=== Исходный текст ===

Федор Лукьянов: Этого опасаются, потому что не хотят осложнений в отношениях с тем же Китаем. И, с другой стороны, есть очень мощная инерция мышления, конечно. Она, может быть, даже не осознается, но вот зациклились… Вообще проблема российской внешней политики, внешнеполитической дискуссии заключается в абсолютной зацикленности на периоде конца 80-х – начала 90-х годов. Сейчас сплошь и рядом можно услышать рассуждения опять о том, проиграли мы "холодную войну", не проиграли мы "холодную войну". В принципе, с точки зрения интеллектуального развития это интересная тема и богатая, но только реальные угрозы, вызовы и все прочее, они уже во втором десятилетии XXI века будут крайне мало связаны с концом предыдущего века. И вот мы никак не можем выйти из этого заколдованного круга, к сожалению.
Анна Качкаева: Кстати, вот к этой жевачке и традиции. Слова "многополярный мир", на мой взгляд, тоже для экспертов и политологов навязли в зубах, ушах и так далее. И как раньше до конца ничего не объясняло это понятие, так и сейчас оно уже как-то, перестав быть модным, уходит в прошлое. Как-то названо в Стратегии, в каком мире Россия собирается жить, как она себе его представляет?

=== Предоставленные данные ===

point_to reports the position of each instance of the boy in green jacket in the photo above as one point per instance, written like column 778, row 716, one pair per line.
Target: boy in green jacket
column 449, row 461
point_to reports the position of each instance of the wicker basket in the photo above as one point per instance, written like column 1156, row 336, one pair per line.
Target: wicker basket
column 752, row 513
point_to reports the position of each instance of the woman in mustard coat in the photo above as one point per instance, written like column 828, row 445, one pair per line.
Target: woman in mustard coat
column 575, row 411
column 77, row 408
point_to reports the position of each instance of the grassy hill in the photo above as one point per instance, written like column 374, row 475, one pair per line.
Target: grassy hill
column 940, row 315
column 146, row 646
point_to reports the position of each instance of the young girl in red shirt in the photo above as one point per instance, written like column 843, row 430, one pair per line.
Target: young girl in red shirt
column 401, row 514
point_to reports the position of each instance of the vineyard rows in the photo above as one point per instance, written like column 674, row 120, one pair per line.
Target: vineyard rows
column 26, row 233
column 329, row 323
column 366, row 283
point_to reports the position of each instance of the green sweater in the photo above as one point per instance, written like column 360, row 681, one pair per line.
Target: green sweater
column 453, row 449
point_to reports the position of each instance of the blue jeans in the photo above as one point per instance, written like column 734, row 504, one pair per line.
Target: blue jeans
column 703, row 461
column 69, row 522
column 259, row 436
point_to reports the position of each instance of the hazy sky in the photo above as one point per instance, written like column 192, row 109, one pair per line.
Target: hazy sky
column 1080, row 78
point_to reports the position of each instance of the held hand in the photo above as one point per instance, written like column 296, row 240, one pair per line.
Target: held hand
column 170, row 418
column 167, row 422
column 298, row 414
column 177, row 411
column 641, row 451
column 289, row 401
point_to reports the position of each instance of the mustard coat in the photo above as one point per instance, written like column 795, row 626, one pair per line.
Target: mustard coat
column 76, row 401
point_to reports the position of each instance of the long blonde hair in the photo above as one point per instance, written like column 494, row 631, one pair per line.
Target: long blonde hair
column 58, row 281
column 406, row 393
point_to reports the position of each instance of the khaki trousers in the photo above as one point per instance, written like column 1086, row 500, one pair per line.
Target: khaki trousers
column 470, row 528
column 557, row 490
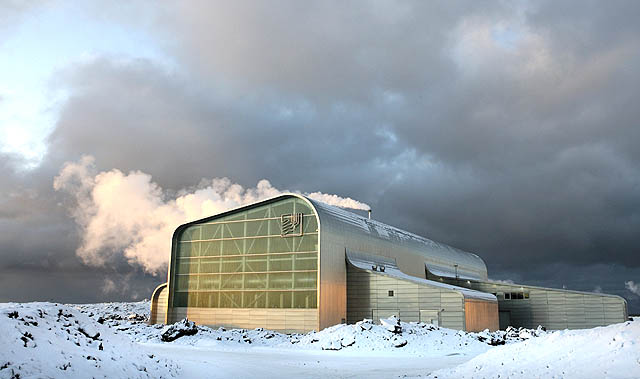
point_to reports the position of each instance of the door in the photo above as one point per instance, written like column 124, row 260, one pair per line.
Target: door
column 384, row 313
column 430, row 316
column 505, row 319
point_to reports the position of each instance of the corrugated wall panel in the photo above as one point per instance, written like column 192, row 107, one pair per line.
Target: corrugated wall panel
column 554, row 308
column 368, row 296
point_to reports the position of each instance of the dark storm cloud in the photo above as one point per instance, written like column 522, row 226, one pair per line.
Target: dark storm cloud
column 506, row 129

===

(Условия задания)
Ответьте, пожалуйста, по исходному тексту: на каком периоде, по словам Федора Лукьянова, зациклена российская внешнеполитическая дискуссия?

(Ответ ниже)
На периоде конца 80-х – начала 90-х годов.